SUPPLIED INFORMATION
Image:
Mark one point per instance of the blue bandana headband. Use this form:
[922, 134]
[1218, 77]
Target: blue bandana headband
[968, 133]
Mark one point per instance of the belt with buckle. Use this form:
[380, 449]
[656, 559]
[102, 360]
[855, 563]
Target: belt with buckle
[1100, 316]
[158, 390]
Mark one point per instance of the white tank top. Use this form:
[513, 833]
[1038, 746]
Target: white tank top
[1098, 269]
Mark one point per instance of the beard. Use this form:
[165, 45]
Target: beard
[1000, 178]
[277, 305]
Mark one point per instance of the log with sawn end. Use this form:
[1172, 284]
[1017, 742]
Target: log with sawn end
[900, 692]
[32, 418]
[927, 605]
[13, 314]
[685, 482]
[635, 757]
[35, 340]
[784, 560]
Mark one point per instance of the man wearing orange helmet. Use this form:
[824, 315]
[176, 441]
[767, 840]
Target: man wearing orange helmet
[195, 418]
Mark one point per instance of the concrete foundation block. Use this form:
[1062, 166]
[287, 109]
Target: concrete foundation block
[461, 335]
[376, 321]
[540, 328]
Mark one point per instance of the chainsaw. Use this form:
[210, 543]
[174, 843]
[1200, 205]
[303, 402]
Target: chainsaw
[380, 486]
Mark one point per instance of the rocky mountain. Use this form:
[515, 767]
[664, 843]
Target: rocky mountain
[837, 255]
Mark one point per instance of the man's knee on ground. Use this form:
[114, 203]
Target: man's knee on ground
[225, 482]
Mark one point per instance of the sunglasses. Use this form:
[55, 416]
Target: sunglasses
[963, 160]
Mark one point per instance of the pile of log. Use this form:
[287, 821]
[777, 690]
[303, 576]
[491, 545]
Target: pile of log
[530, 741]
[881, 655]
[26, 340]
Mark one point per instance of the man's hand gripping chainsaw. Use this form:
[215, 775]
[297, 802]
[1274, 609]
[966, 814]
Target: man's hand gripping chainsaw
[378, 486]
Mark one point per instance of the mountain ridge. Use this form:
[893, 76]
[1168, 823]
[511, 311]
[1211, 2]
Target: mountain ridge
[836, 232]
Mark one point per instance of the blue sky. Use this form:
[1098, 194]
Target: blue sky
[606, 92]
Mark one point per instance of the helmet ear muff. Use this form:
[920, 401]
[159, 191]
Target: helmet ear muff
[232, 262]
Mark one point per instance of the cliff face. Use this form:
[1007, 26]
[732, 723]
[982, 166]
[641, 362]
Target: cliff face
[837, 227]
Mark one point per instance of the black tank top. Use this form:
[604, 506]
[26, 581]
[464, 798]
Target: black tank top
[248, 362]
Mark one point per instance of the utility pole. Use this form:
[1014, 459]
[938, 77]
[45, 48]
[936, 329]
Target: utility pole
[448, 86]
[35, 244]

YOUR INSTRUCTIONS
Could you retype all of the entries exactly, leaving none out?

TASK OUTPUT
Image:
Mark one point per instance of the blue bandana headband. Use this form:
[922, 134]
[1218, 77]
Target: blue bandana headband
[968, 133]
Mark one point per instance of the belt with buckle. Use this form:
[380, 449]
[656, 559]
[102, 360]
[855, 563]
Target: belt with buckle
[1100, 316]
[158, 390]
Mark one point per instance of the white tank top. Use this form:
[513, 833]
[1038, 746]
Target: white tank top
[1098, 269]
Mark one point per instance of the beard. Use this form:
[165, 45]
Target: beard
[1000, 178]
[277, 305]
Mark one point per instance of the log with sawn end. Use this form:
[1172, 284]
[1017, 742]
Target: log with sawn end
[900, 692]
[32, 418]
[927, 605]
[13, 314]
[685, 482]
[635, 757]
[35, 340]
[784, 560]
Mark one point per instance of the man wearing orange helmet. Use this form:
[824, 315]
[176, 441]
[767, 840]
Target: man wearing orange helmet
[195, 418]
Mark one point per instance of the concrete foundation block. Use this form:
[1062, 166]
[287, 109]
Target: concrete foundation block
[461, 335]
[376, 321]
[540, 328]
Mark one point per instance of the chainsaw. Use this form:
[210, 543]
[174, 843]
[1200, 205]
[303, 402]
Target: chainsaw
[380, 486]
Mark one point per instance of the rocky mountain. Use this form:
[515, 767]
[664, 843]
Target: rocky mountain
[837, 255]
Mark one point per instance of the man's knee on ground. Use this form:
[114, 203]
Target: man's knee on ground
[225, 482]
Mark one point per instance of the sunglasses. Use this form:
[55, 416]
Target: sunglasses
[963, 160]
Mark one point per instance of the pile of log. Use this form:
[287, 821]
[777, 690]
[303, 576]
[491, 545]
Target: pile of log
[530, 741]
[881, 655]
[26, 340]
Mark one point per instance of the man's hand gripping chainsaw. Use this form:
[215, 775]
[297, 802]
[1274, 609]
[966, 814]
Target: man's hand gripping chainsaw
[378, 486]
Mark one point per instance of the mountain ridge. Use this form:
[893, 76]
[1168, 823]
[511, 311]
[1211, 2]
Target: mountain ridge
[836, 232]
Mark one point per instance of the blue sky. Use this form:
[1098, 194]
Target: blue sky
[606, 92]
Mark one point per instance of the helmet ear muff. Use this form:
[920, 401]
[159, 191]
Target: helmet ear muff
[232, 262]
Mark one point per instance of the cliff face. Use this form:
[1007, 26]
[732, 723]
[982, 166]
[641, 362]
Target: cliff face
[837, 227]
Mark one point per instance of the black tank top. Use this form:
[604, 506]
[26, 581]
[464, 798]
Target: black tank top
[248, 362]
Mark one point per instance of the utility pole. Use this form:
[1014, 459]
[938, 77]
[45, 48]
[936, 329]
Target: utility pole
[448, 86]
[35, 244]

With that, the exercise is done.